--- BEGIN DATA IN THIS EXERCISE ---
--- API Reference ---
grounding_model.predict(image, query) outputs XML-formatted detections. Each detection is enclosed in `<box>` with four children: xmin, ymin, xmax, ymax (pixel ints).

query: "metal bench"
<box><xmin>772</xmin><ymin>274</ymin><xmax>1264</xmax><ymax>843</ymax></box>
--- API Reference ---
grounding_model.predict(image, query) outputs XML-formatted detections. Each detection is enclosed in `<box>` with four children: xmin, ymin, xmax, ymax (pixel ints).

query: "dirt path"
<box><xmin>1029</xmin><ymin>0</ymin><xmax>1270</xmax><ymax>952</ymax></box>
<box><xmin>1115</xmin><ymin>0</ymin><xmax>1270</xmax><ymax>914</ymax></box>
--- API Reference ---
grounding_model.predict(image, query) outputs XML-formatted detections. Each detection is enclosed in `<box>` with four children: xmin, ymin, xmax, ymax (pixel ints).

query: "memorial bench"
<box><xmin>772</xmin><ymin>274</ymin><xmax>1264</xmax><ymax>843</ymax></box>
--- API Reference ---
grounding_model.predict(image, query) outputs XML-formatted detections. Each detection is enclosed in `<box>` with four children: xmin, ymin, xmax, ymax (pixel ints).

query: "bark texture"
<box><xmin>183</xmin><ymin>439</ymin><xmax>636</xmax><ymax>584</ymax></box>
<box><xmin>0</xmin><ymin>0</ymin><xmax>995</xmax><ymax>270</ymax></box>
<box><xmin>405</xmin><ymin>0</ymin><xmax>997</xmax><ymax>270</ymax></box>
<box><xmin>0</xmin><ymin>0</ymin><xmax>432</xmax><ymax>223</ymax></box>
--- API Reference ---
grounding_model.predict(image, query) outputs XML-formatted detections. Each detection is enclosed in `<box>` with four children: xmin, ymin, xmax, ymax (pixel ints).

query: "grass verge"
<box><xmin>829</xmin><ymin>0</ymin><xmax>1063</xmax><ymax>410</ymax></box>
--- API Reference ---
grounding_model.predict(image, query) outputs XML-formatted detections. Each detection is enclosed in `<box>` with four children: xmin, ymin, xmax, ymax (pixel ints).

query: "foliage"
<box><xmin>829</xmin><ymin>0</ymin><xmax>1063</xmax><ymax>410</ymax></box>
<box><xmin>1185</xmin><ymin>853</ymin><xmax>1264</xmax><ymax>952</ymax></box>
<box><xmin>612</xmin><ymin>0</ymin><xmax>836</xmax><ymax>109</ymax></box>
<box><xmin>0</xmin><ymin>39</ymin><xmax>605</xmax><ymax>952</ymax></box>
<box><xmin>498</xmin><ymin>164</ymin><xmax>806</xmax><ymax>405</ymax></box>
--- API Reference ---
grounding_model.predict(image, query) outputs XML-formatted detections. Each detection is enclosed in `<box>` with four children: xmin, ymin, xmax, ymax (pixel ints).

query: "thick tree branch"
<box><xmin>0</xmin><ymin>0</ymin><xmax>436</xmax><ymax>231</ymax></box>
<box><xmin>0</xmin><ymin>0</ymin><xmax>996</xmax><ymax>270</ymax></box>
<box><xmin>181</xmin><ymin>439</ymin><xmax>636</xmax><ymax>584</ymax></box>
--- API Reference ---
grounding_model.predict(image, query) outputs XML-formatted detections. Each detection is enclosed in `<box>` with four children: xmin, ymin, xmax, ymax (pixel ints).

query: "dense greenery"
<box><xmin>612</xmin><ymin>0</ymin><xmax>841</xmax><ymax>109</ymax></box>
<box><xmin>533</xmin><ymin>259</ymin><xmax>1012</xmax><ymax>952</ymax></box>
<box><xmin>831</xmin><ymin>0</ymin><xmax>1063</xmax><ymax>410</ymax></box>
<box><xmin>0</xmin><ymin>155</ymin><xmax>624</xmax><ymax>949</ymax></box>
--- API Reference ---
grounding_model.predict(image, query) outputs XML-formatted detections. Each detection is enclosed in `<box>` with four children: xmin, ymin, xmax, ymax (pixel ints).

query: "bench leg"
--- END DATA IN THIS EXERCISE ---
EXERCISE —
Pull out every line in the items above that contains the string "bench", and copy each one in full.

WRITTEN SOLUTION —
query: "metal bench"
query: "memorial bench"
query: "bench leg"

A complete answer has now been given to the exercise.